◆ Task brief
Repeat exactly the opening lines of the records, ending with the line that contains "of the shirtless".

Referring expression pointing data
▼

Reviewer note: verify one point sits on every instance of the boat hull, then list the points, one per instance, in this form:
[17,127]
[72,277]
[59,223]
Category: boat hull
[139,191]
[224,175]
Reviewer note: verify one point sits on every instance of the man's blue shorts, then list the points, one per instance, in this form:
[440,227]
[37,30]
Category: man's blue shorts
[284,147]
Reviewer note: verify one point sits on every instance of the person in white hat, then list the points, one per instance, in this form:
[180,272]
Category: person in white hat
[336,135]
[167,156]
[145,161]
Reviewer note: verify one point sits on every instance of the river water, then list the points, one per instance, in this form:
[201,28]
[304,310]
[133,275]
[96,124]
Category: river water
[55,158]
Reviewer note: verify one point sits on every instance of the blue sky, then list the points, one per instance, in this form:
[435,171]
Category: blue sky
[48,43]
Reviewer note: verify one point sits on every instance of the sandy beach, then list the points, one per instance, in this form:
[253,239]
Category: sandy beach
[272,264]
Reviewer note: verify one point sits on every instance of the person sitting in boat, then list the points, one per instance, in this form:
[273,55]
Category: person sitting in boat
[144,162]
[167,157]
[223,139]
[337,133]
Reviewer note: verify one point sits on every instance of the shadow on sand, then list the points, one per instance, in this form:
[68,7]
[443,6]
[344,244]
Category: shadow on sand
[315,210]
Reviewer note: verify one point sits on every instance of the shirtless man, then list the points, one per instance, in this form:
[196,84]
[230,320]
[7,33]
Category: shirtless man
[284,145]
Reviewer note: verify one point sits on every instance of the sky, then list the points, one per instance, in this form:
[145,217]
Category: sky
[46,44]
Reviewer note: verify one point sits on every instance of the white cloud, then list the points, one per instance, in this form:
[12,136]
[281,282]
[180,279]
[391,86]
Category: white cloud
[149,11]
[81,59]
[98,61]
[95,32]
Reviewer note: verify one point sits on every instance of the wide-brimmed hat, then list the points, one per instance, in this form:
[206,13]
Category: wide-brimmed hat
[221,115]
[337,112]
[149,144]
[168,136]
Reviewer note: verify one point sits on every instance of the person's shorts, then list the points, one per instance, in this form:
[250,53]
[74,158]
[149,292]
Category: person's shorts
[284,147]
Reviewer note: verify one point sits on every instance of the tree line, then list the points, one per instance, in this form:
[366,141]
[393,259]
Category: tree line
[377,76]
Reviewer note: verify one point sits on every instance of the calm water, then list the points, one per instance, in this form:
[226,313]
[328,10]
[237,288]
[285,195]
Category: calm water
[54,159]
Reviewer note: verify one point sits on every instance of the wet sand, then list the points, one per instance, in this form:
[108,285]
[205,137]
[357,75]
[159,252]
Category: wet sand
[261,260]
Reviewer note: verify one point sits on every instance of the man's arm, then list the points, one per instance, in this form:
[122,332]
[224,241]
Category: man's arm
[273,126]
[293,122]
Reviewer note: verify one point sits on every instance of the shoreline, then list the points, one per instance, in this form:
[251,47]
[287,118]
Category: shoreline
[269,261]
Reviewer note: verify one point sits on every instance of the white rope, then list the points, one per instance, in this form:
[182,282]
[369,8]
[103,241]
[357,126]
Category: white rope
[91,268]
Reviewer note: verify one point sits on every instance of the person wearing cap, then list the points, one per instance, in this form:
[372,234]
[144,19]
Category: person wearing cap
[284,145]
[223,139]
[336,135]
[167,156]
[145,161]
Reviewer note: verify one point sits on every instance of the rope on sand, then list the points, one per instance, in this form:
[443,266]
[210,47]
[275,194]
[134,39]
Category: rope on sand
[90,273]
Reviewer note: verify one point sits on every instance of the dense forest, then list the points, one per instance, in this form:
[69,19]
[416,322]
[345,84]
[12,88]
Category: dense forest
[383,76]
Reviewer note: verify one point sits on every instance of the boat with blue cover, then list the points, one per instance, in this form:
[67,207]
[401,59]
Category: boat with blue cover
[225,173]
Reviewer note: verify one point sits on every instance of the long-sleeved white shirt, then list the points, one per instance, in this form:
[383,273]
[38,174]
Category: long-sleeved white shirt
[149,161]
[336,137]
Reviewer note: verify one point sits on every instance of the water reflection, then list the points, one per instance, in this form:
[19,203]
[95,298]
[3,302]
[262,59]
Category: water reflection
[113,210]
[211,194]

▲

◆ Solution
Reviewer note: verify one point sits on every instance of the boat hull, then list the points, one per instance, in this form:
[17,127]
[72,277]
[59,223]
Category: boat hull
[139,191]
[224,175]
Reviewer note: verify one point sits on every instance of the man's blue shorts, then list the points, one per instance, in this form:
[440,227]
[37,30]
Category: man's blue shorts
[284,147]
Reviewer note: verify one point sits on every instance of the person in white hat, then list the points, one per instance, in this form:
[180,272]
Category: person in white hat
[336,135]
[167,156]
[145,161]
Reviewer note: verify one point sits on every instance of the river water, then list the points, one per instance, in this form:
[201,28]
[304,310]
[133,275]
[96,124]
Category: river water
[55,158]
Reviewer note: verify one point sits on every instance of the blue sky, then list the points, one per instance, in this form:
[435,171]
Category: blue sky
[48,43]
Reviewer note: verify one point sits on every instance of the sandy beach, then list the points, one per instance, in this form:
[253,239]
Category: sandy beach
[272,264]
Reviewer note: verify one point sits on every instance of the person sitting in boat, then list the points, one per instance, in this form:
[273,55]
Category: person sitting in boat
[144,162]
[167,157]
[223,139]
[337,133]
Reviewer note: verify one point sits on every instance of the shadow on sand, then list the points, one per instance, in this form:
[68,7]
[443,6]
[344,244]
Category: shadow on sand
[315,210]
Reviewer note: verify one point sits on every instance of the shirtless man, then list the points, one per instance, in this form:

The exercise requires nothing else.